• _Passage given_:
----------
The tax deduction in tuition and fees (DTF) was implemented in 2001 as part of the Economic Growth and Tax Relief Reconciliation Act. Under this program, households could deduct tuition and fees paid for undergraduate or graduate education from gross income without needing to itemize deductions. Households are eligible to use the DTF based on adjusted gross income (AGI) net of all other above-the-line deductions. Beginning in 2004, the maximum deductions followed a tier system in which joint (single) filers with eligible income of less than $130,000 ($65,000) were eligible for a $4,000 maximum deduction, while households with eligible incomes of $130,000-$160,000 ($65,000-$80,000) were eligible for a $2,000 maximum deduction. Households above $160,000 ($80,000) were ineligible for the deduction. The change in tax liability is based on whether the household claimed DTF scaled by the marginal tax rate at their income level.
Hoxby and Bulman (2016) exploit income eligibility thresholds to estimate the impact of the above-the-line deduction of tuition and fees on enrollment. They use a regression discontinuity design but leave out observations right around the threshold to account for the possibility of manipulation in the running variable. This MVPF estimate considers the MVPF implied by the discontinuity faced by single filers with incomes near $65,000.
Hendren and Sprung-Keyser (2020) take the causal estimates from Hoxby and Bulman (2016) and project the impact of the tuition deduction on lifetime earnings and tax revenue. They utilize estimates from Zimmerman (2014) on the impact attendance of college on earnings and assume that the returns to college are constant in percentage terms over the lifecycle.
----------
• _Material_:
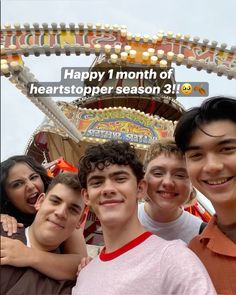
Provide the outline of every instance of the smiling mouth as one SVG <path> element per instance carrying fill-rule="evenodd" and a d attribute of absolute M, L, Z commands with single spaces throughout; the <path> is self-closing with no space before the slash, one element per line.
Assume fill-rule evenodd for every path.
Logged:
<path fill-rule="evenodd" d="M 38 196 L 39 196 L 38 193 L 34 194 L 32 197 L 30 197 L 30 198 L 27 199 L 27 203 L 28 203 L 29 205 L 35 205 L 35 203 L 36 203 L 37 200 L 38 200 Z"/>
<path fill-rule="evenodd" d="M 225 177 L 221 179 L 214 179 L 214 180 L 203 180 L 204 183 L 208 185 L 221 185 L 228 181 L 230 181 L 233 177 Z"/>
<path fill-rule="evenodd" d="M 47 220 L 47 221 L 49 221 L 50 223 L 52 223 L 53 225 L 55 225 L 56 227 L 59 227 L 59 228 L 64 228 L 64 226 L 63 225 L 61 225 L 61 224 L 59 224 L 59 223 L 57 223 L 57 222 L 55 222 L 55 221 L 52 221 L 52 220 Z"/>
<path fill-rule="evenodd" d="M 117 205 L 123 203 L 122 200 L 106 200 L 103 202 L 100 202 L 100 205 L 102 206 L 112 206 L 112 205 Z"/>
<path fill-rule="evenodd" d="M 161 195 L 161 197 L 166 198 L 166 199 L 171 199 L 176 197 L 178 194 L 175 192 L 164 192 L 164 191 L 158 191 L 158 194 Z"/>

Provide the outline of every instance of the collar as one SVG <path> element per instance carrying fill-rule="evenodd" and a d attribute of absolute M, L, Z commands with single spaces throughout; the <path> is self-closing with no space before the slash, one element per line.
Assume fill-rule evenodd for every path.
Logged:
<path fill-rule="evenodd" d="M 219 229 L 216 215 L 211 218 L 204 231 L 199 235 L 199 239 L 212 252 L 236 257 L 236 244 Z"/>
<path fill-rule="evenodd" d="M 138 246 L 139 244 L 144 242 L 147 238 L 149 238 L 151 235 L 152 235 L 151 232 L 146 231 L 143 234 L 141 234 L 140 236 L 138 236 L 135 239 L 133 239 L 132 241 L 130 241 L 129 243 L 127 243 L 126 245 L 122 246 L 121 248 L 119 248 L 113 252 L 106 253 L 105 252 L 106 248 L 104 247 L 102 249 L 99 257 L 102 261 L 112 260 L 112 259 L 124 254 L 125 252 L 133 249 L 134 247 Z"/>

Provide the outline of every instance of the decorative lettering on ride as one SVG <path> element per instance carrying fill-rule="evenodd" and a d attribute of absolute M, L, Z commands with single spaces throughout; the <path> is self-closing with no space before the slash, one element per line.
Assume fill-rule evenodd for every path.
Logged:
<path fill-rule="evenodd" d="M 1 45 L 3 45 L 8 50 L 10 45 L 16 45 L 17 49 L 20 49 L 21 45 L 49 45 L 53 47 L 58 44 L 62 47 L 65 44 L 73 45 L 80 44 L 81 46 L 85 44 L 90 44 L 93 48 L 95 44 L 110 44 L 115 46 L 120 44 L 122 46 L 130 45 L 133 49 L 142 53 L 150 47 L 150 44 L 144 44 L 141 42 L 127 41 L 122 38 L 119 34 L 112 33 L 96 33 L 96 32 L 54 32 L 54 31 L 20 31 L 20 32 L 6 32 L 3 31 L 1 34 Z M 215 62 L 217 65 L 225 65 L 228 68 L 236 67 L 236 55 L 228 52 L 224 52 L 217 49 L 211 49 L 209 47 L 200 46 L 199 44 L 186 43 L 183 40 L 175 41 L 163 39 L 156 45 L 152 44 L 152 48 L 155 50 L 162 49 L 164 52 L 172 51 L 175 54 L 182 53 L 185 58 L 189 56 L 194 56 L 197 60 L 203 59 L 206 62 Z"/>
----------
• _Goal of the exercise_: Transcribe the passage above on the tuition and fees tax deduction, starting at "Hoxby and Bulman (2016) exploit" and ending at "incomes near $65,000.".

• _Solution below_:
Hoxby and Bulman (2016) exploit income eligibility thresholds to estimate the impact of the above-the-line deduction of tuition and fees on enrollment. They use a regression discontinuity design but leave out observations right around the threshold to account for the possibility of manipulation in the running variable. This MVPF estimate considers the MVPF implied by the discontinuity faced by single filers with incomes near $65,000.